Position identification listing:
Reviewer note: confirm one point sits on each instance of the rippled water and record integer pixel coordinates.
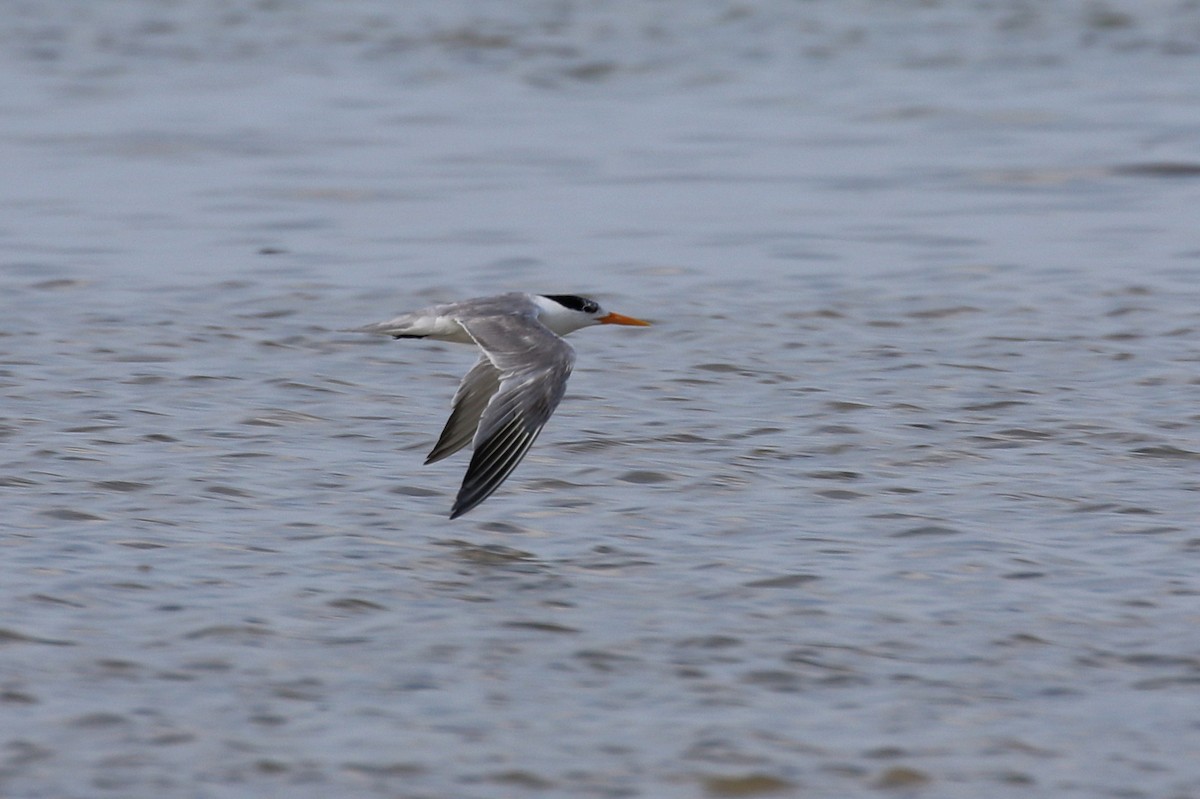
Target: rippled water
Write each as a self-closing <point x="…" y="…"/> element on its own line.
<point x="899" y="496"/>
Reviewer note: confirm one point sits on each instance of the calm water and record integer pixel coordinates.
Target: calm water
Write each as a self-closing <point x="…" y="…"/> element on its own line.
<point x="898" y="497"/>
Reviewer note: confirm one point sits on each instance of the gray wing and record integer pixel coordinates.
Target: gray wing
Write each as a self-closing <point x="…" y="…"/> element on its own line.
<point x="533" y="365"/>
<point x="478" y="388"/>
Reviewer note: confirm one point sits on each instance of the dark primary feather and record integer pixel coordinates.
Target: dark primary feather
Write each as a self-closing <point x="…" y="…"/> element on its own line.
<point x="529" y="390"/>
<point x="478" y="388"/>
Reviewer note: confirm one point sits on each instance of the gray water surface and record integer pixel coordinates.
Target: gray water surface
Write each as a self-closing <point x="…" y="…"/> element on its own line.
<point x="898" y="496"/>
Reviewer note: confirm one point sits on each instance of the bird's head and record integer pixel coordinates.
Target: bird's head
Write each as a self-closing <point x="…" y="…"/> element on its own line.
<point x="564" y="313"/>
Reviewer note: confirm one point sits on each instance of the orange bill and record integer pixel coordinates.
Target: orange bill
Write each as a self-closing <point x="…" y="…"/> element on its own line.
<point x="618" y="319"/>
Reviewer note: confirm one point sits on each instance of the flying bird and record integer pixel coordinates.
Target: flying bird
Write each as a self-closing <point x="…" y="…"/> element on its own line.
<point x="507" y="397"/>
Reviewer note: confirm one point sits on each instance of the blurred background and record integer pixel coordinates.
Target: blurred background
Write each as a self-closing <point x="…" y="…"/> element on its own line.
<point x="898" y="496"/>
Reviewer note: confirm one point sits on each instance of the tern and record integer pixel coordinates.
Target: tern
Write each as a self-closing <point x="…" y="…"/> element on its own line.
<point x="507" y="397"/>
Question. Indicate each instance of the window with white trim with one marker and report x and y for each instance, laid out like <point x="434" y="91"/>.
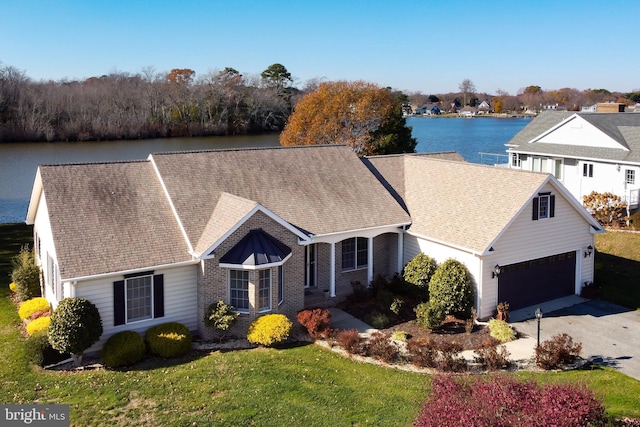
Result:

▶ THE TASK
Rewrite the listing from the line containing "head and record integer pixel coordinates." through its final line, including the request lines. Multiply every x and y coordinate in the answers by 1.75 and round to whole numbers, with halves rounding up. Leave the numbers in the requests and format samples unchanged, and omit the pictures.

▶ OUTPUT FOR THIS TASK
Reviewer note: confirm one point sits on each instance of the bird's head and record integer pixel coordinates.
Target: bird's head
Write each as a self-closing <point x="…" y="…"/> element on its own line.
<point x="987" y="548"/>
Reviewer note: confirm one point sits on each instance of the orange bill and record integer pixel coordinates.
Target: orange bill
Write each as a self-closing <point x="…" y="…"/> element on its own line.
<point x="1082" y="558"/>
Reviewer note: confirm one point sits on each instance of the flying bird and record integer pixel coordinates.
Target: flying bird
Write each as a self-closing <point x="…" y="…"/> element on its own line.
<point x="887" y="695"/>
Reviewer note: confirm one point sits on each instance of the blurred background and record integer pixel coordinates.
Target: blurred background
Write each as a self-closing <point x="…" y="…"/> element on its own line.
<point x="1572" y="868"/>
Reviewer note: confirm one point sits on each instance of the tern and record integer pixel coordinates.
Target: tern
Write each as a self-closing <point x="…" y="…"/> element on its own line.
<point x="887" y="695"/>
Question. Indicate each instance of the window with white trim with one marker and report x and y for each instance, laid out like <point x="434" y="91"/>.
Result:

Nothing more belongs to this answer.